- **ARTICLE**:
— Begin —
Scientists have recently found what is believed to be the oldest material ever found on Earth. Astronomers, astrophysicists and other scientists dedicated to discovering all they can about the origins of the Earth and stars got a big boost recently, when substance from a meteor proved to be the oldest material known to humans.

Inside a meteorite that fell to Australia in 1969, the Murchison Meteorite, experts found what they call “dust grains,” and upon analysis discovered through tests that these grains are the oldest substance on Earth — 7.5 billion years old, to be exact. The team of experts, from the United States and Switzerland, told BBC News that never before has material this ancient been found, and the team studying the grains is sure the information provides new insights into our galaxy.

Oldest material on Earth

Some of the pre-solar grains in the Murchison meteorite (inset bubble) could have come from evolved stars similar to the Egg Nebula (main picture). Photo by ESA/HUBBLE/NASA/JANAÍNA ÁVILA

Two Americans who worked on the study, Dr. Philipp Heck and Jennika Greer, both work at the Field Museum in Chicago, and are professors with the University of Chicago. Heck, who led the study, said “they’re solid samples of stars, real stardust…Thanks to the grains, we now have discovered evidence for a period of enhanced star formation in our galaxy seven billion years ago, with samples from meteorites. This is one of the key findings of our study.”

Meteorite

Scanning electron micrograph of a pre-solar grain. This sample is about 8 micrometers long. Image by JANAÍNA N. ÁVILA

The experts dissolved the grains in acid, Greer said, to get the results they were seeking. “It starts with crushing fragments of the meteorite down to a powder,” Greer explained. “Once all the pieces are segregated,” she explained, “it’s a kind of paste, and it has a pungent characteristic — it smells like rotten peanut butter.” It’s that paste that was then put in acid, which led to only the dust being left behind. “It’s like burning down the haystack to find the needle,” Heck quipped.
— End —
- **TASK REQUIREMENTS**:
1 > List every country named in the article about the oldest material on Earth.
2 > According to the article about the oldest material on Earth, what did Greer say the meteorite paste smells like?

- **EXTRACTED RECORDS**:
— Begin —
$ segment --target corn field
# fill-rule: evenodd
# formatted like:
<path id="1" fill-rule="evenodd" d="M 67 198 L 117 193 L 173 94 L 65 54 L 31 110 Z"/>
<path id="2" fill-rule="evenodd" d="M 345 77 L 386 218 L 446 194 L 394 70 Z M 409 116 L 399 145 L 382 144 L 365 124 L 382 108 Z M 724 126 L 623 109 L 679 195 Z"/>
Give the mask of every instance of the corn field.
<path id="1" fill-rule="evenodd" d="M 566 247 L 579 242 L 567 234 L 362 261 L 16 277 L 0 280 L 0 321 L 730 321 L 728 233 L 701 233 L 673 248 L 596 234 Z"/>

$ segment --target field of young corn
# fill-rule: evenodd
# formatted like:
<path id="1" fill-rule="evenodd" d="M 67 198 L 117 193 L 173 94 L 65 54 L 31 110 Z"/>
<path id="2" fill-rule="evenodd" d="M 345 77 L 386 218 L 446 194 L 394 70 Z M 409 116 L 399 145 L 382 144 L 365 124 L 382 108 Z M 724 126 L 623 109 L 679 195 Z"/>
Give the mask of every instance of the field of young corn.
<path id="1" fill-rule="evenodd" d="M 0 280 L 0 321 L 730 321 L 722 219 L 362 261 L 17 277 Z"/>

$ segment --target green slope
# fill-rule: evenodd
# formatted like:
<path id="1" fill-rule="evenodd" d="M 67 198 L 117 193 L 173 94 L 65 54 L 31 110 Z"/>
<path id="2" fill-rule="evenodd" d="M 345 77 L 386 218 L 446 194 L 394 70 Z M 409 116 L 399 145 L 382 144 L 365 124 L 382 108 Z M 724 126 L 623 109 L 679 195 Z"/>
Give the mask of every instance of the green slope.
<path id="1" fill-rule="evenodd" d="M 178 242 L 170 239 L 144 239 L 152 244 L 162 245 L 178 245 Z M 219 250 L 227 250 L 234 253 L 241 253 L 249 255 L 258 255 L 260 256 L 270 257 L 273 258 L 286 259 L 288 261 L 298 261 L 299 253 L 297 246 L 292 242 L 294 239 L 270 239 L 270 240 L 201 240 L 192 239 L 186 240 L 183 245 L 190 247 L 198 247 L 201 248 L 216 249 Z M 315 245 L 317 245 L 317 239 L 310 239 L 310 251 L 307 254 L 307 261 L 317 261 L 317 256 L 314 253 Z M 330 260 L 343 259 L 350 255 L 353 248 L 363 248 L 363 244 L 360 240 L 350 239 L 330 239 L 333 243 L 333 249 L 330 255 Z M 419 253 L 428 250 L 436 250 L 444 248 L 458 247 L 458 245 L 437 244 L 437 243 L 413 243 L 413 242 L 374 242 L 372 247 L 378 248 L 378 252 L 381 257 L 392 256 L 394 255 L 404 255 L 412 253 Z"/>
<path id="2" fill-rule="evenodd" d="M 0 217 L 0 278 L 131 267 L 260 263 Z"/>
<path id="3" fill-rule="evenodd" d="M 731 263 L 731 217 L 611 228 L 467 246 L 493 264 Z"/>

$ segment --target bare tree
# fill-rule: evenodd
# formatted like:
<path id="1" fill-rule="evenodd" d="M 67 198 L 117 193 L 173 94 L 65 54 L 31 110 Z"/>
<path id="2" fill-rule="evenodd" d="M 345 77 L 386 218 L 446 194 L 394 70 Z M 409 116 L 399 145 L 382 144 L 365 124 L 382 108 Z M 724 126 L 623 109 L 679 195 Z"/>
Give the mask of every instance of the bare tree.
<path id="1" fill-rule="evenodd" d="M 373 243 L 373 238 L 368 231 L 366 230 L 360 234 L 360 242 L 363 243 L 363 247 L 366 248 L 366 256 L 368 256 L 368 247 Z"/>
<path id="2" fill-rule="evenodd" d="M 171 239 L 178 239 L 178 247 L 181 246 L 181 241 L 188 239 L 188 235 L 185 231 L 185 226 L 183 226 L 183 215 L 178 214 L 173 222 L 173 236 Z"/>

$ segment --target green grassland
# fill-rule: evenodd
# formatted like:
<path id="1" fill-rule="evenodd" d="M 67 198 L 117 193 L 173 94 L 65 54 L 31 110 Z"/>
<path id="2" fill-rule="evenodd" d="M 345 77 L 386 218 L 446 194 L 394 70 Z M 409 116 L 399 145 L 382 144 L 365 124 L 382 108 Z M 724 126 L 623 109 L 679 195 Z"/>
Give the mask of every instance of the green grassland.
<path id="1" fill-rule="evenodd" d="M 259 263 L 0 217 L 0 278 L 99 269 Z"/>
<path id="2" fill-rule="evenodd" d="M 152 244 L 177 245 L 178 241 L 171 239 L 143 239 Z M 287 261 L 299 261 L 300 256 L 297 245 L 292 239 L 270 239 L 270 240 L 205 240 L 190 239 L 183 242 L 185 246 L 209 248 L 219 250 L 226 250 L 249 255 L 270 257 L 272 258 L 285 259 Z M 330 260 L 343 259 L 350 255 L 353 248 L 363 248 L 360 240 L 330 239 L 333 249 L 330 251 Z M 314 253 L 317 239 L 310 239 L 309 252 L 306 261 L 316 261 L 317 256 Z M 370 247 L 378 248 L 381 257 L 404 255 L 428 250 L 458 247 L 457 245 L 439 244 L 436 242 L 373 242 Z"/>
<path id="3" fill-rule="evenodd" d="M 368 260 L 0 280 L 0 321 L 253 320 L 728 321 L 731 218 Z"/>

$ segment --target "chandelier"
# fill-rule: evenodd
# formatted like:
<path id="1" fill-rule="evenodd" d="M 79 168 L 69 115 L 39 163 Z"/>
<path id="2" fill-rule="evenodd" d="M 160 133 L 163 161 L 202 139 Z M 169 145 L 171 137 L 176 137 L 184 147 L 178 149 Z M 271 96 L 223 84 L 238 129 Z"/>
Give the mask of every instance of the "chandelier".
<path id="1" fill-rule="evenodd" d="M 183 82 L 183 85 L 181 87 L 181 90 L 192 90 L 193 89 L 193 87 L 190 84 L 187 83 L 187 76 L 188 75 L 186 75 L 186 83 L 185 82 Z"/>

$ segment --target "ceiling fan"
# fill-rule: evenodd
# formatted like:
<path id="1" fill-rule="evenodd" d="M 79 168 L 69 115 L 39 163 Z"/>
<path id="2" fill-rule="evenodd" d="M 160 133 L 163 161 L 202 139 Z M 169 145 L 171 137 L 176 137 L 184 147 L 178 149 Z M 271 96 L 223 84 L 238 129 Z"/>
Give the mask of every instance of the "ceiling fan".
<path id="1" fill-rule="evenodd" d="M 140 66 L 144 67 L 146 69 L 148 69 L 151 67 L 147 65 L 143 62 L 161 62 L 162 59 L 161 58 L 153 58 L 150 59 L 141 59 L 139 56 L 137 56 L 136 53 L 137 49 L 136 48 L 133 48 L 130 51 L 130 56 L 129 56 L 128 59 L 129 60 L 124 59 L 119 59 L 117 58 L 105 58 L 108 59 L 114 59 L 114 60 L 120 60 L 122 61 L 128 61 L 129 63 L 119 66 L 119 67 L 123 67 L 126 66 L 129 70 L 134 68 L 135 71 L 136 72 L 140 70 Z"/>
— End —
- **RESPONSES BY TASK**:
1 > Australia, the United States, Switzerland

2 > Rotten peanut butter.